> [Task details] Put every nonblank line of the items into a Markdown table with the columns Row and Line, starting with the line containing "target: cluster of flower buds" and going on through the last line of the items.

☆ ☆ ☆ ☆ ☆ ☆ ☆

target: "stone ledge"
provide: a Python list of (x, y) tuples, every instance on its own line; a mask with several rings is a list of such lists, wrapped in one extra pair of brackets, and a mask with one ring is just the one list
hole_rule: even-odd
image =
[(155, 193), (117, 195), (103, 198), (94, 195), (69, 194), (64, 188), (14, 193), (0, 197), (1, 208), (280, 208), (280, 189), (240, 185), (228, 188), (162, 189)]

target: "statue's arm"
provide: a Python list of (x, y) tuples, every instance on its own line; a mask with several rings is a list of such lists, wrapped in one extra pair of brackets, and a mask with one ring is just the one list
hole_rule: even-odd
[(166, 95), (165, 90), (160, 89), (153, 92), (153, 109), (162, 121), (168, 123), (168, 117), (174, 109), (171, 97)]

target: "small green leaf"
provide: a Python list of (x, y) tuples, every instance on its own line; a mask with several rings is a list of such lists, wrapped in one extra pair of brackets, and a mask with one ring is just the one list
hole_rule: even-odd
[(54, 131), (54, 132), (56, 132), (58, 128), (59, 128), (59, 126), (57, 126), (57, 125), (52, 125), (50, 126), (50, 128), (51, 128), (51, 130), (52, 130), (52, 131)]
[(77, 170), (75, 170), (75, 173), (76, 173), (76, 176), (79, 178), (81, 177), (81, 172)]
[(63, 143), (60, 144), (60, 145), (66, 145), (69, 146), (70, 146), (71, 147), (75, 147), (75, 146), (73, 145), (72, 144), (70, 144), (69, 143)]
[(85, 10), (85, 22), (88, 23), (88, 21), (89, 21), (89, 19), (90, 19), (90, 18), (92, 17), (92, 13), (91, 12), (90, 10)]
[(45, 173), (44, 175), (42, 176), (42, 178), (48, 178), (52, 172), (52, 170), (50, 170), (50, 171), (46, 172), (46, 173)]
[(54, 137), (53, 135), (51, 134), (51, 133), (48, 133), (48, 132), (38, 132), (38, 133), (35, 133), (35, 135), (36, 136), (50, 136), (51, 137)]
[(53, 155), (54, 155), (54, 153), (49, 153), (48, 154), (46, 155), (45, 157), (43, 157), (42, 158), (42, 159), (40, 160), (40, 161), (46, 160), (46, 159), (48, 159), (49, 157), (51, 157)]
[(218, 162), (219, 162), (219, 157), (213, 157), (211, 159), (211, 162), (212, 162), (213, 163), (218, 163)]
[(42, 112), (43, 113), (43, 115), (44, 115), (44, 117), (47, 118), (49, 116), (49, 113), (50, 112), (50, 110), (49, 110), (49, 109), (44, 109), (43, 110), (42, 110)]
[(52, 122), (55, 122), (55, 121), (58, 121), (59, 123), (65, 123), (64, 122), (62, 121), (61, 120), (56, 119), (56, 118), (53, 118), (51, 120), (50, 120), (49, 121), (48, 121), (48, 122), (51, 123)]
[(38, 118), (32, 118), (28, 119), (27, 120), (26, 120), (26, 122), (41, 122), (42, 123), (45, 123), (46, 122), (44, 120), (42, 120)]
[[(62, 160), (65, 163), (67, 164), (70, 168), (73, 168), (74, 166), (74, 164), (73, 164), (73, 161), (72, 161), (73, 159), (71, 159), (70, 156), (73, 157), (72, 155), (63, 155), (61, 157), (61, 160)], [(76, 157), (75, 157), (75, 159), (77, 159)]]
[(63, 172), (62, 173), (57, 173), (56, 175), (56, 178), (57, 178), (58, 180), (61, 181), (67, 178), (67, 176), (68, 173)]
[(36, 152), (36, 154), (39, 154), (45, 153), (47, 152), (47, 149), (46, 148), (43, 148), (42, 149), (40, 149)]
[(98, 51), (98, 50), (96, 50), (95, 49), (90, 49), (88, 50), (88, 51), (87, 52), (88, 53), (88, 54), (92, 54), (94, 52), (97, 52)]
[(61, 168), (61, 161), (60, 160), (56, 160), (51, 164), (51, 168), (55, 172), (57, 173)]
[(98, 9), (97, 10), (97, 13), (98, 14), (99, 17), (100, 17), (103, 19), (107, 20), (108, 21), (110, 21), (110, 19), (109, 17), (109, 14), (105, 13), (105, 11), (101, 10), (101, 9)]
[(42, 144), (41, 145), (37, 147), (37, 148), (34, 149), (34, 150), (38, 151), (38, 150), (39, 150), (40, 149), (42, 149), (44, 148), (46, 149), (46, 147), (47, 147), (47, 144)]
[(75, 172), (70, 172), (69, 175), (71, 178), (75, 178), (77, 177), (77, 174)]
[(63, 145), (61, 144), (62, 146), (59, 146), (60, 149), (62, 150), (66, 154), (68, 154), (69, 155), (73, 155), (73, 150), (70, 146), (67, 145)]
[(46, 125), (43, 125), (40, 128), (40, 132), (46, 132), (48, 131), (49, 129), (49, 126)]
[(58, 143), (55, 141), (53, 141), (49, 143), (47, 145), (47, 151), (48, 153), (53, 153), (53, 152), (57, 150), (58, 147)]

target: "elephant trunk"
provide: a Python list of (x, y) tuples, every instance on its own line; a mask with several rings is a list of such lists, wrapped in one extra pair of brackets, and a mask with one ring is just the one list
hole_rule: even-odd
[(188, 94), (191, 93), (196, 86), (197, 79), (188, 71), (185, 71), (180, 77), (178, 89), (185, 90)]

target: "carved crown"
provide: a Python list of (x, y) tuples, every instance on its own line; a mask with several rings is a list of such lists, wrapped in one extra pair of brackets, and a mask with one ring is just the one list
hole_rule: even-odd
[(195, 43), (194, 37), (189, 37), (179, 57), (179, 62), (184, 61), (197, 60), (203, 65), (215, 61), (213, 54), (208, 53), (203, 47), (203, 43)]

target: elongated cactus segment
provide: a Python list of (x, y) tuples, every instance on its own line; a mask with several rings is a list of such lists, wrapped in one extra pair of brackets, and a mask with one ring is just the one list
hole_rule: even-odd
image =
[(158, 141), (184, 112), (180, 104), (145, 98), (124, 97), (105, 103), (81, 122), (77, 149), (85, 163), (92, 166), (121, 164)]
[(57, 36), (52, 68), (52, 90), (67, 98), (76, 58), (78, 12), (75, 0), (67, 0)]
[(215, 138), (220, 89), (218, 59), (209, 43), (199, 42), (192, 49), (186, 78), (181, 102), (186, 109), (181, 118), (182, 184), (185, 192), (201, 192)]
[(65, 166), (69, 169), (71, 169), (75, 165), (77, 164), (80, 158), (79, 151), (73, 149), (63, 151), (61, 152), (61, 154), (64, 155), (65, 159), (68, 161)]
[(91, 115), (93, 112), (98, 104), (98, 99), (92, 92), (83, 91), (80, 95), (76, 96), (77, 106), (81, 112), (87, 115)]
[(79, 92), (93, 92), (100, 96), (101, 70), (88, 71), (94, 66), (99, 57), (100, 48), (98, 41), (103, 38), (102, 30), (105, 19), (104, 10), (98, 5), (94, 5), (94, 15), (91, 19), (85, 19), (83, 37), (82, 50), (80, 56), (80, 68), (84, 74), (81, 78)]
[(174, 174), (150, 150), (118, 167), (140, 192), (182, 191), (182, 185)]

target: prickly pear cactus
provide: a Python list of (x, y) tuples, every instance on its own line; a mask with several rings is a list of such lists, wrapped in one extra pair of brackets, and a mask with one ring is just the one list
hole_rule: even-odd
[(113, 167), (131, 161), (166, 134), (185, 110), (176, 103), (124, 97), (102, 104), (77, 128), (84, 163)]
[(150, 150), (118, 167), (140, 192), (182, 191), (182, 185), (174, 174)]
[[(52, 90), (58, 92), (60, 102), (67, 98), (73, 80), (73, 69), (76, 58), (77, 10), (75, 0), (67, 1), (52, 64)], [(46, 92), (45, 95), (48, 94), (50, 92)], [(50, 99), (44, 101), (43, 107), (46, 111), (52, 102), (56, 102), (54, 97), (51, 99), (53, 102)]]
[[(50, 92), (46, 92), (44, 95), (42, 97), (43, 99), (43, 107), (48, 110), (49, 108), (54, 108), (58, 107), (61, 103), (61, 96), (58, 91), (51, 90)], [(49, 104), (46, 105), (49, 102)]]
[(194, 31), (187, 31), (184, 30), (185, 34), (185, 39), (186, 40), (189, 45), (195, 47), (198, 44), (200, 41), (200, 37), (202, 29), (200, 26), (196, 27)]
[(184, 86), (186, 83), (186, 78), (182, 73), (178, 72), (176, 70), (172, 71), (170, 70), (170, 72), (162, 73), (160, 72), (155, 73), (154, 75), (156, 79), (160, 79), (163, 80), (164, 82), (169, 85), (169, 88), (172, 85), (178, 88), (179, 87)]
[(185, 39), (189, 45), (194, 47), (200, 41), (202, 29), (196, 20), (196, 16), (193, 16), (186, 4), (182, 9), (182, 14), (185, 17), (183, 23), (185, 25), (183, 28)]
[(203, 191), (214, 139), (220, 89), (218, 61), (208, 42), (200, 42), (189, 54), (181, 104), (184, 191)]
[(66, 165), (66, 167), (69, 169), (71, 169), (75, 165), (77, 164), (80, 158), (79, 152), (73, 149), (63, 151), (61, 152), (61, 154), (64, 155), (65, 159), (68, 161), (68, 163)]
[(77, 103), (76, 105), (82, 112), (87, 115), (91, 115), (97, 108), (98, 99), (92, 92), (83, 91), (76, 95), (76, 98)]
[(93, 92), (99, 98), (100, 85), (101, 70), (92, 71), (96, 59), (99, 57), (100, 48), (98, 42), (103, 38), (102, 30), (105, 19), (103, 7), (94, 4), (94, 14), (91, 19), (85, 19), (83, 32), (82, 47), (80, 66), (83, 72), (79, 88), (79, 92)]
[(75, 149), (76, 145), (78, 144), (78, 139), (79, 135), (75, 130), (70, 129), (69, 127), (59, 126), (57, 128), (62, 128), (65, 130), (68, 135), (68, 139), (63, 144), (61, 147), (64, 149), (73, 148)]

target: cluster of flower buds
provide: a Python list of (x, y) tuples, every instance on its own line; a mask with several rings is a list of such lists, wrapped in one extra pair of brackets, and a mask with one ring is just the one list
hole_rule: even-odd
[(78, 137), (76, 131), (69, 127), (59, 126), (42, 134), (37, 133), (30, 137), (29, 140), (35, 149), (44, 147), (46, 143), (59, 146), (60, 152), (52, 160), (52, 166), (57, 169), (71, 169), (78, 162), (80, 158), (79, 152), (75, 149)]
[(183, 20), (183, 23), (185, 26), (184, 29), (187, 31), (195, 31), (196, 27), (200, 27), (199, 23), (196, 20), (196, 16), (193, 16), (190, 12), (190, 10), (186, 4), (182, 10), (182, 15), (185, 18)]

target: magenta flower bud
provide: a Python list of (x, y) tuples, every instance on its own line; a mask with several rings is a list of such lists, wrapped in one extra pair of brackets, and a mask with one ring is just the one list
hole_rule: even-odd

☆ ☆ ☆ ☆ ☆ ☆ ☆

> [Exercise response]
| Row | Line |
|---|---|
| 1 | target: cluster of flower buds |
| 2 | provide: a Python list of (x, y) tuples, every instance on its own line; a mask with several rings is a list of such lists, wrapped in one extra pair of brackets, and a mask with one ring is just the one list |
| 3 | hole_rule: even-odd |
| 4 | [(78, 137), (76, 131), (69, 127), (59, 126), (42, 134), (37, 133), (30, 137), (29, 140), (35, 149), (44, 147), (46, 143), (59, 146), (60, 152), (52, 160), (52, 166), (57, 169), (71, 169), (78, 162), (80, 158), (79, 152), (75, 149)] |
| 5 | [(183, 20), (183, 23), (185, 26), (184, 29), (187, 31), (195, 31), (196, 27), (200, 27), (199, 23), (196, 20), (196, 16), (193, 16), (190, 12), (190, 10), (186, 4), (182, 10), (182, 15), (185, 18)] |
| 6 | target: magenta flower bud |
| 7 | provide: a Python list of (x, y) tuples, every instance on its own line; a mask with several rings is a list of such lists, wrapped in one extra pair of brackets, and a mask with one ring is just the one list |
| 8 | hole_rule: even-odd |